━━ Excerpted passage ━━

Stay informed with what is going on around you – world trends, youth culture, new ways of thinking. Don’t be obsessive about this, but a couple of websites may help this process. 

Empowering Leaders = Discipling Them 

This is about empowering leaders with effective support to grow in faith, love for God, and their ministry with young people. This is about effective support, accountability, support structures and even discipline. Empowerment is half the key, the complete picture is the word ‘discipleship’. 

Again, this needs to be defined within a larger ministry. This helps avoid some of the conflicts and problems. As ever, effective communication is key.

What does mentoring mean? Meeting with leaders, hearing their visions, hopes and dreams. Helping them fulfill those visions, becoming a more effective disciple of Jesus, loving God and young people more. It means praying with them, loving them, supporting them. Showing them the best way to do things. Sharing visions and new ideas. It means including them, making them know they are valued and special.

It may mean sending cards of encouragement, keeping them right up to date with what’s going on, Christmas and birthday cards. It means supporting them in areas they love even when you find it hard.

━━━
━━ Data section ━━

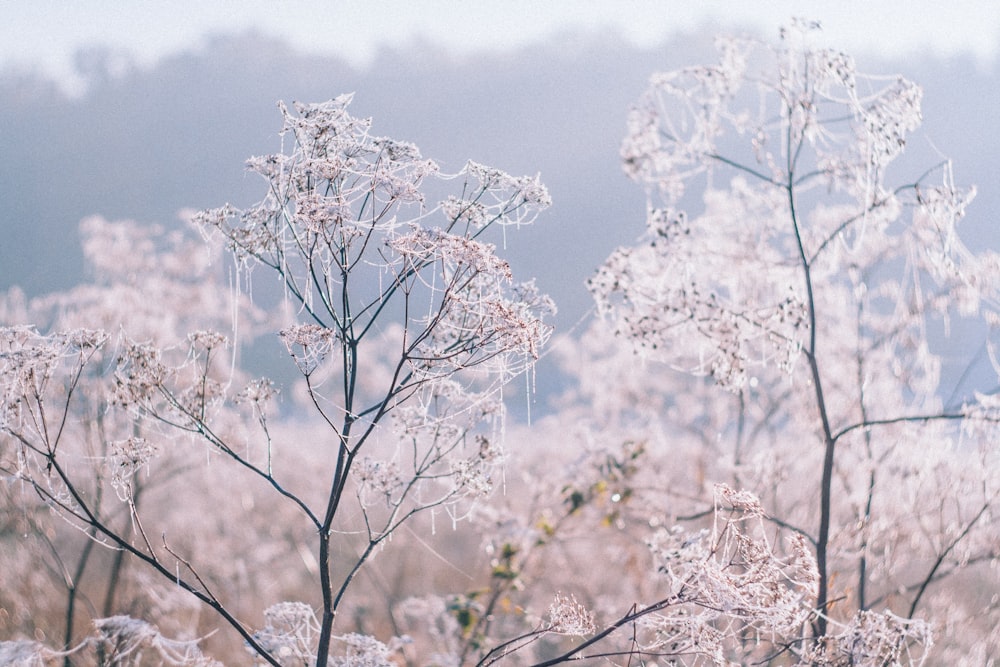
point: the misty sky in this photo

━━━

**Exercise instructions**
1. In the leadership passage, what word gives the complete picture of which empowerment is only half?
2. Do these statements agree with the leadership passage? (a) Keeping up with world trends and youth culture should be done obsessively. (b) Mentoring includes praying with leaders. (c) Mentoring may involve sending leaders Christmas and birthday cards.
3. Print the part of the leadership passage that begins at the words "Stay informed with" and stops after "the word ‘discipleship’.".
Use only the leadership passage for your answers, not the data.

**Answers per task**
1. Discipleship.

2.
(a) No: "Don’t be obsessive about this"
(b) Yes: "It means praying with them, loving them, supporting them."
(c) Yes: "It may mean sending cards of encouragement, keeping them right up to date with what’s going on, Christmas and birthday cards."

3.
Stay informed with what is going on around you – world trends, youth culture, new ways of thinking. Don’t be obsessive about this, but a couple of websites may help this process. 

Empowering Leaders = Discipling Them 

This is about empowering leaders with effective support to grow in faith, love for God, and their ministry with young people. This is about effective support, accountability, support structures and even discipline. Empowerment is half the key, the complete picture is the word ‘discipleship’.